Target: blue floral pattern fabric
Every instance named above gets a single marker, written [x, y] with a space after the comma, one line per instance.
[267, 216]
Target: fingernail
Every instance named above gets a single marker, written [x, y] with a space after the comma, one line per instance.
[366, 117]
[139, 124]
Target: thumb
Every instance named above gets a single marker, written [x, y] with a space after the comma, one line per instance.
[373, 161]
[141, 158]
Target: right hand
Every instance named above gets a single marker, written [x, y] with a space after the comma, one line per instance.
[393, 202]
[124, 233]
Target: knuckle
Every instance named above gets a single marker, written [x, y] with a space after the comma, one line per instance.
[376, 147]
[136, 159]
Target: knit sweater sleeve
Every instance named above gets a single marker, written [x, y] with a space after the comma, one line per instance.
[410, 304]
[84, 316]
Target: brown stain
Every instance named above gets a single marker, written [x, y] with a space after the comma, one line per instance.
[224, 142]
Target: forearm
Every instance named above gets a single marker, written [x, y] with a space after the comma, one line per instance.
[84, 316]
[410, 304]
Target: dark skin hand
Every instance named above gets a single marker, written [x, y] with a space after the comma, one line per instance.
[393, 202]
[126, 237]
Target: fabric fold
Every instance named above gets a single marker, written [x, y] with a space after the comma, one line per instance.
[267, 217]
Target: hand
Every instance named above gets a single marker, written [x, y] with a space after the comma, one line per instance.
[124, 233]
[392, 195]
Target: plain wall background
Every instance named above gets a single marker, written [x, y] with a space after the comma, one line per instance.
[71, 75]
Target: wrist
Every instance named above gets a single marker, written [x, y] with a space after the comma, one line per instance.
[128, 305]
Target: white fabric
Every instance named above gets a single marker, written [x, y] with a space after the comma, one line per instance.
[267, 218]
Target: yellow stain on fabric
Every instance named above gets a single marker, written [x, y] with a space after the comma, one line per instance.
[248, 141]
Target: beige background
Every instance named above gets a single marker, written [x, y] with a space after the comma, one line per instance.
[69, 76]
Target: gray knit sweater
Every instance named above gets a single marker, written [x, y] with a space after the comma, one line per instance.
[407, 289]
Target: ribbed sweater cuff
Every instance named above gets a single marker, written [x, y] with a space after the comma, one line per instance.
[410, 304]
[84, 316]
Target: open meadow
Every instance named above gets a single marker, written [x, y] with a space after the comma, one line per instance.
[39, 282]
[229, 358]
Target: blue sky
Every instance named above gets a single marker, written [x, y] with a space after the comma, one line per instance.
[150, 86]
.....
*PROBLEM TO WORK ON:* Every line in the entries above that has the word "hand" should be identified and copied.

*SOLVED PROBLEM:*
Target: right hand
Target: dark skin hand
Target: hand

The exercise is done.